TASK STATEMENT: Please work out the number of lines in the following material that include "dress", and reply with only that number.

MATERIAL FOR THE TASK:
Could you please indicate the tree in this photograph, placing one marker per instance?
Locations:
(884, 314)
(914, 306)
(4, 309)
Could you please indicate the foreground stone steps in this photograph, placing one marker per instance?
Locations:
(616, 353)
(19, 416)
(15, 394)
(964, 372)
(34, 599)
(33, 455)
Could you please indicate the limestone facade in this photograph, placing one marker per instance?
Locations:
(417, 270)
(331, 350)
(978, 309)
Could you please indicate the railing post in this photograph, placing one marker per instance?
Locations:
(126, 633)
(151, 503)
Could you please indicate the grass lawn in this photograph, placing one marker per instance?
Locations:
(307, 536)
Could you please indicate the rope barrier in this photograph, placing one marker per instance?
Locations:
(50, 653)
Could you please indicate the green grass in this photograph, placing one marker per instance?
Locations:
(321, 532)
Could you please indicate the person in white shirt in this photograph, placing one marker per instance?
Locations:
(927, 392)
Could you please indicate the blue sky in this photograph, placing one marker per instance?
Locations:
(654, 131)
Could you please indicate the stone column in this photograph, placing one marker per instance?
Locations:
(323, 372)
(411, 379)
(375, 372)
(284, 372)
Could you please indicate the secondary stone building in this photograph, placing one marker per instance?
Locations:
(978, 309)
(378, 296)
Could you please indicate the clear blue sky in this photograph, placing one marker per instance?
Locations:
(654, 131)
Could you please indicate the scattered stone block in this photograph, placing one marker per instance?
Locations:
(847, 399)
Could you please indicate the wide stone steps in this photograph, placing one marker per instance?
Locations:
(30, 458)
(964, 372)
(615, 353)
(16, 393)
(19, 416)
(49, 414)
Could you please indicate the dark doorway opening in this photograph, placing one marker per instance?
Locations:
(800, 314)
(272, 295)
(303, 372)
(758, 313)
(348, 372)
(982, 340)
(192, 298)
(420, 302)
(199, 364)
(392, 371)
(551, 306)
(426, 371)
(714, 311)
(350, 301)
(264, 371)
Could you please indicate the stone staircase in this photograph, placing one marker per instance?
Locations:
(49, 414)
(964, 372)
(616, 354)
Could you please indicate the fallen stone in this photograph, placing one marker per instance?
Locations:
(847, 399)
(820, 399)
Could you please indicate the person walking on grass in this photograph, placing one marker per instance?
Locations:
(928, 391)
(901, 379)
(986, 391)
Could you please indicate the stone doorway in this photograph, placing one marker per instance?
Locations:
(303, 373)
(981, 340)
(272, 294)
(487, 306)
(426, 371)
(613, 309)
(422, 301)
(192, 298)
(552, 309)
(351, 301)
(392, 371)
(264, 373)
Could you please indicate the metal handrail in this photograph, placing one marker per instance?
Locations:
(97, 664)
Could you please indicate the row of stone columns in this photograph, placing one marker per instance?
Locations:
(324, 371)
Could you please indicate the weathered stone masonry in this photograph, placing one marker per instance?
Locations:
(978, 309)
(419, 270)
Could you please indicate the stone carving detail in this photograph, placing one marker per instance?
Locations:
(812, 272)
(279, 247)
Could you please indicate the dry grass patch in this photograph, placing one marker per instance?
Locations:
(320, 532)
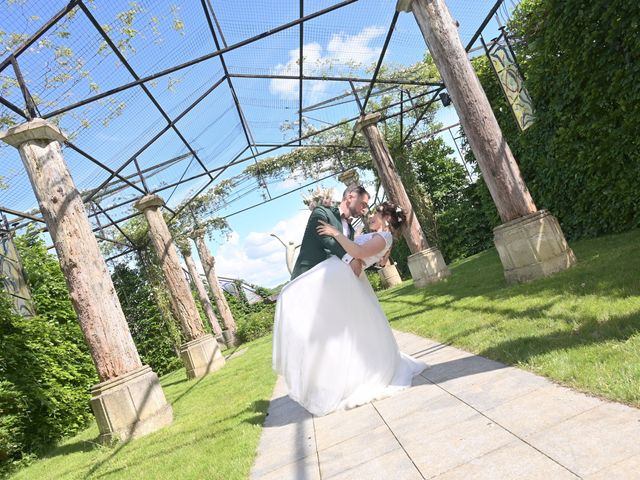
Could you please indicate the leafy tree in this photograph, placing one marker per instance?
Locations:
(46, 371)
(580, 158)
(155, 335)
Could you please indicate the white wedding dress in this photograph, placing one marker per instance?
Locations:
(332, 342)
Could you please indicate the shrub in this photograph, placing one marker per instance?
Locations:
(256, 324)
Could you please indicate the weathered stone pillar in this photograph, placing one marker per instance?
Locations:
(426, 264)
(200, 353)
(521, 259)
(389, 276)
(128, 402)
(208, 263)
(202, 293)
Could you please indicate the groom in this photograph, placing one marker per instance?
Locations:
(316, 248)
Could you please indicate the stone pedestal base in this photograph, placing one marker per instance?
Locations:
(201, 356)
(130, 406)
(389, 276)
(229, 338)
(532, 247)
(427, 267)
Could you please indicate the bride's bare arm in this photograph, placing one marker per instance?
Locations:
(368, 249)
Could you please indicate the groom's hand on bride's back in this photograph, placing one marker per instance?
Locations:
(356, 266)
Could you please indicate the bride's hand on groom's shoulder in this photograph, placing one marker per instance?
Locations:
(325, 229)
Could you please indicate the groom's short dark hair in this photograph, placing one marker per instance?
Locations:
(359, 189)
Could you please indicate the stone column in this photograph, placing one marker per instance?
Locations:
(200, 353)
(208, 263)
(425, 263)
(202, 293)
(128, 402)
(545, 250)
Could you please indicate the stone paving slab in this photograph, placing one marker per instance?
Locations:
(465, 417)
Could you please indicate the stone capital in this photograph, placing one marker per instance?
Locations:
(404, 5)
(198, 233)
(148, 201)
(368, 119)
(36, 129)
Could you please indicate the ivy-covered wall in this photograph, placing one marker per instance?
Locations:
(581, 158)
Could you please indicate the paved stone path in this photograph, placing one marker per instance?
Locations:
(466, 417)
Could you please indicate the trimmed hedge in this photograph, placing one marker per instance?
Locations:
(580, 158)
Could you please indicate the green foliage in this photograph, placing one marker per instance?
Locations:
(374, 280)
(253, 320)
(214, 435)
(45, 369)
(580, 158)
(152, 332)
(256, 324)
(464, 229)
(580, 327)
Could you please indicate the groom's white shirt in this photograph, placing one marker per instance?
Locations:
(346, 258)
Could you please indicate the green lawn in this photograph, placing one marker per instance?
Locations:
(580, 327)
(215, 433)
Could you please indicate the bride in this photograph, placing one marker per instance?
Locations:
(332, 342)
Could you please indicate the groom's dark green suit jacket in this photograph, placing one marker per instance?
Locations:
(316, 248)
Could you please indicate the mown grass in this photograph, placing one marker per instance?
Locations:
(580, 327)
(215, 433)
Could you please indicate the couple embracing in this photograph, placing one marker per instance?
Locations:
(332, 341)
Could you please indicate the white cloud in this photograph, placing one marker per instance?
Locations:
(342, 49)
(259, 258)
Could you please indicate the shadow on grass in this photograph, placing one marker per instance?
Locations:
(68, 449)
(620, 328)
(606, 272)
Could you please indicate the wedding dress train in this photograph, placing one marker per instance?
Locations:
(332, 341)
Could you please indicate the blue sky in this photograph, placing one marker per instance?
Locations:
(344, 42)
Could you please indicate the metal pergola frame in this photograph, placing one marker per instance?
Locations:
(91, 198)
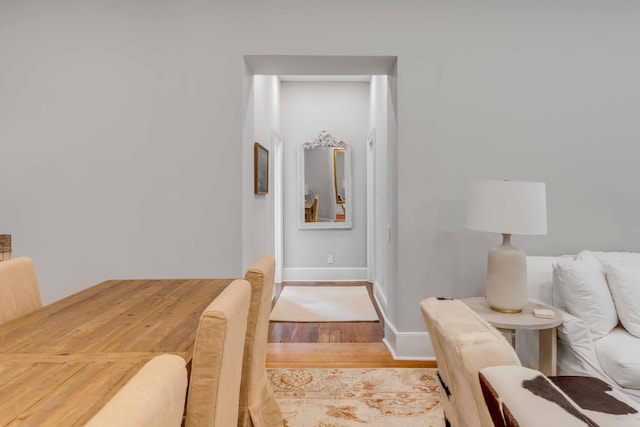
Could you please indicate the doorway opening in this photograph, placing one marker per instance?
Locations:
(271, 82)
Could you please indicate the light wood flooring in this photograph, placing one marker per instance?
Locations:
(332, 344)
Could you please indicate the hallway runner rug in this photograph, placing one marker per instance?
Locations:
(346, 397)
(324, 304)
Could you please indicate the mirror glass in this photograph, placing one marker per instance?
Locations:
(324, 177)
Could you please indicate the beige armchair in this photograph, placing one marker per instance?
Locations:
(464, 343)
(19, 291)
(153, 397)
(214, 386)
(258, 406)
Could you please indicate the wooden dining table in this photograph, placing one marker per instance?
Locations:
(60, 364)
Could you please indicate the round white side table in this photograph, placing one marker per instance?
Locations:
(508, 323)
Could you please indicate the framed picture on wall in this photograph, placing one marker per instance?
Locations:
(260, 169)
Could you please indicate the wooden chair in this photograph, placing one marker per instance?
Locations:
(258, 406)
(216, 369)
(153, 397)
(19, 291)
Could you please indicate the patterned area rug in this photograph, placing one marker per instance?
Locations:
(345, 397)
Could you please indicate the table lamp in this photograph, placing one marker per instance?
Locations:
(507, 207)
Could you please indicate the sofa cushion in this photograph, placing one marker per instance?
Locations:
(581, 288)
(624, 283)
(519, 396)
(619, 356)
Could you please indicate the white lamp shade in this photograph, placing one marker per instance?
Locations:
(507, 207)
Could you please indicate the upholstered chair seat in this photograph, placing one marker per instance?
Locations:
(19, 291)
(153, 397)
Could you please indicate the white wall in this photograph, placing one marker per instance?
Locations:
(121, 123)
(263, 113)
(342, 109)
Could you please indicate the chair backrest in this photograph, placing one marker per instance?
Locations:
(216, 367)
(19, 291)
(464, 343)
(153, 397)
(258, 406)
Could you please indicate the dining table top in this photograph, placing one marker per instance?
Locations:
(60, 364)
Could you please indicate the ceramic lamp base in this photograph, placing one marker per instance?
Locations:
(507, 278)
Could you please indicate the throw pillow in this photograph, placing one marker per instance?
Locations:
(581, 287)
(624, 282)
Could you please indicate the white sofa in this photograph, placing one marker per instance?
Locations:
(599, 296)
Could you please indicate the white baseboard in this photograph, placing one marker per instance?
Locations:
(324, 274)
(407, 345)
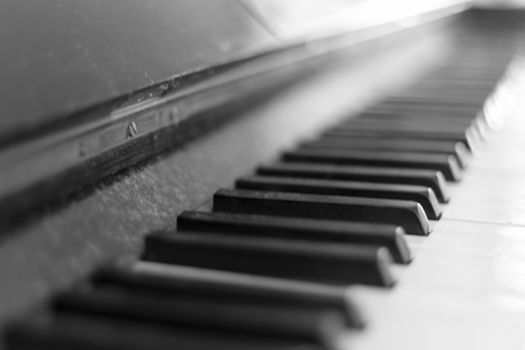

RESULT OF THIS EXERCISE: 2